Please continue the news report below on the fatal phosgene leak at DuPont's West Virginia plant, starting after its last sentence.
-- Text excerpt follows --
NEW YORK (Reuters) - A host of safety oversights by chemical maker DuPont Co last year culminated in the accidental release of three deadly chemicals and a worker’s death, the U.S. government said on Thursday.
The Chemical Safety Board (CSB), a federal agency that investigates industrial accidents, said that DuPont used old chemical tubes, relied too much on automated software and failed to inform emergency crews promptly about a phosgene leak that killed 58-year-old Carl Fish.
Phosgene has a green hue and smells like freshly cut grass. It is currently used to make herbicide and was also used in chemical warfare during World War One.
Fish’s death came a day after two other chemical leaks at the same DuPont facility.
Both methyl chloride, which can be used to make rubber, and oleum, a type of sulfuric acid, were accidentally released into the atmosphere. No injuries were reported in those two cases.
“We at the Chemical Safety Board were quite surprised and alarmed to learn that DuPont had not one, but three preventable accidents that occurred over a 33-hour period,” Rafael Moure-Eraso, head of the CSB, told reporters on a conference call.
DuPont said it completed an internal investigation and is cooperating with the CSB.
‘SAFER WAYS’
On January 23, 2010, a tube connected to a phosgene tank at DuPont’s Belle, West Virginia, plant frayed, spraying the chemical on Fish’s chest.
Fish, a 32-year DuPont veteran, was taken to the hospital where he died a few hours later.
For a CSB video animation on the incident, click on: link.reuters.com/guq52s
“The CSB determined there were safer ways DuPont could have run its phosgene operation,” John Bresland, a CSB board member, said during the conference call.
-- Text excerpt concluded --
-- Available data follows --
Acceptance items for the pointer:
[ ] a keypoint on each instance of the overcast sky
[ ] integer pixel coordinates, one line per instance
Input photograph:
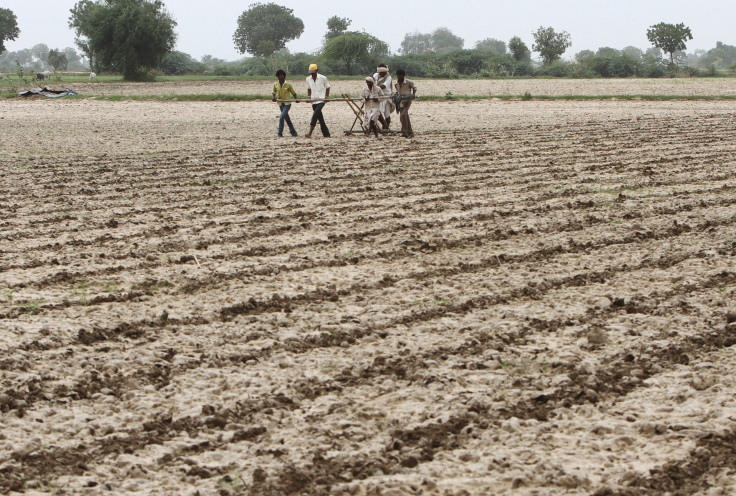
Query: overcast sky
(207, 27)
-- Available data concluded --
[Solved problem]
In its 173-page report, the CSB found that DuPont did not give “timely and detailed” information to emergency crews about the phosgene leak.
The company relied on a security guard to call 911 and did not tell crew members a phosgene leak had occurred until they arrived at the plant, the CSB said.
When 911 officials tried to call DuPont en route for more information, they found the line busy, the report said.
While waiting for crews to arrive, Fish washed his face and hands, but was not put into a safety shower, which was required as part of the company’s emergency procedures, the report said.
The report also criticized DuPont’s use of Teflon in the phosgene tube that frayed. Teflon is one of DuPont’s signature products; it is most commonly used to make nonstick cookware.
Teflon was paired to make the tube with stainless steel, which corrodes in the presence of chlorides found in phosgene. Teflon itself can be permeated by phosgene.
The report faulted DuPont for relying solely on SAP automated software to remind workers to change tubes and not having some type of redundant backup.
The tubes are supposed to be replaced once a month, but the tube that eventually ruptured had not been changed in seven months, the CSB said.
“We found the phosgene transfer hose was susceptible to failure,” Bresland said. “We learned another phosgene hose had failed in a similar manner, but that failure was not investigated by DuPont.”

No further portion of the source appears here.